→ What you will do:
Below are lines of data, and only some are wanted. Please repeat exactly those from the line that has "Query: tree line" through the line that has "Query: blue sky".

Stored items
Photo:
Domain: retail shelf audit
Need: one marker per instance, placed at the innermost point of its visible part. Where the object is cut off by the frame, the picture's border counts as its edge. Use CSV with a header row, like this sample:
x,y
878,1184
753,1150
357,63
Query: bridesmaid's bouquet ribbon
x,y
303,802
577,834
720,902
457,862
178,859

* * *

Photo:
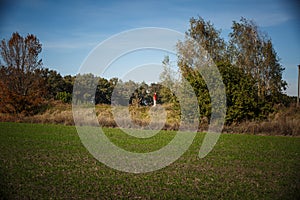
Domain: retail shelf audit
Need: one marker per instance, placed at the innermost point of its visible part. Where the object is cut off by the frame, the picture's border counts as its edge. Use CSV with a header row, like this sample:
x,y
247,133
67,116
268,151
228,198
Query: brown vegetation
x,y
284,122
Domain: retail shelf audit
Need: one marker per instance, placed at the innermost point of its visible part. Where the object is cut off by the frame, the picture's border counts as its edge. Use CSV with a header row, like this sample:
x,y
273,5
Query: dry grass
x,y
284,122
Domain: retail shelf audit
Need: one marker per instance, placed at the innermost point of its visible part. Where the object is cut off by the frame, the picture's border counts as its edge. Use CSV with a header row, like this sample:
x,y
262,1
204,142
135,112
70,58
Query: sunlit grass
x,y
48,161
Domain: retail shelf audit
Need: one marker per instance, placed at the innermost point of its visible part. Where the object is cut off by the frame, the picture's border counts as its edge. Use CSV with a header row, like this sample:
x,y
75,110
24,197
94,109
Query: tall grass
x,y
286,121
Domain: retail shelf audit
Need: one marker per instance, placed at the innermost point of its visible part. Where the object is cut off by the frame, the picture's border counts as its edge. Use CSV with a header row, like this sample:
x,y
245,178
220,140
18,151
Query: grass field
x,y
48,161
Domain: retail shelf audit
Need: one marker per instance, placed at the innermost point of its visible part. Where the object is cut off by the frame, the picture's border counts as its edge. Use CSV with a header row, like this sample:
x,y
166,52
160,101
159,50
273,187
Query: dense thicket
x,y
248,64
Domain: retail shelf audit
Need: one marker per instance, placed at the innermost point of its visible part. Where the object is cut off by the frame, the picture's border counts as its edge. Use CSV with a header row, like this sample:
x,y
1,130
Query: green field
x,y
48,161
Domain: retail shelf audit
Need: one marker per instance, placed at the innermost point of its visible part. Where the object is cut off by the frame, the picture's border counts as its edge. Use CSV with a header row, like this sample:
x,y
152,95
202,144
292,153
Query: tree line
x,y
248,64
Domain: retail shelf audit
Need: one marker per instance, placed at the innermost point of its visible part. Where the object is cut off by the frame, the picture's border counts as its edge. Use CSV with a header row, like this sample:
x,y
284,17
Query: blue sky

→ Result:
Query: tree line
x,y
248,64
Domain: retail shelf audit
Need: one marker per instance, placed at the innermost point of its visible part. Where the object is cut off by the frame, the picture's border counts as its edge. Use CSV with a header row, like this sample:
x,y
284,17
Query: blue sky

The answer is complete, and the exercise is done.